* start Data to process *
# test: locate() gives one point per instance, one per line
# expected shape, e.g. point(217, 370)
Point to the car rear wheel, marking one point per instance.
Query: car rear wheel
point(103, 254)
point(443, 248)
* end Data to process *
Convert the lines above into a Markdown table with one column named Row holding the row number and one column named Line holding the line itself, leaving out any blank lines.

• _Worked solution_:
| Row | Line |
|---|---|
| 1 | # test: locate() gives one point per instance, one per line |
| 2 | # expected shape, e.g. point(217, 370) |
| 3 | Point to the car rear wheel, marking one point per instance. |
| 4 | Query: car rear wheel |
| 5 | point(103, 254) |
| 6 | point(443, 248) |